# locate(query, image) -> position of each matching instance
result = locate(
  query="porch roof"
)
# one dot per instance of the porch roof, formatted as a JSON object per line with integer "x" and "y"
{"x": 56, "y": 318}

◇ ◇ ◇

[Task to carry out] Can you give the rows above as a Markdown table with the columns Line and Text, numbering each line and leaving out blank ones?

[Result of this task]
| Line | Text |
|---|---|
| 1 | # locate(query, image) -> position of each matching instance |
| 2 | result = locate( |
| 3 |   query="porch roof" |
| 4 | ) |
| 5 | # one dot per instance of the porch roof, formatted as a JSON object per line with integer "x" and "y" |
| 6 | {"x": 56, "y": 318} |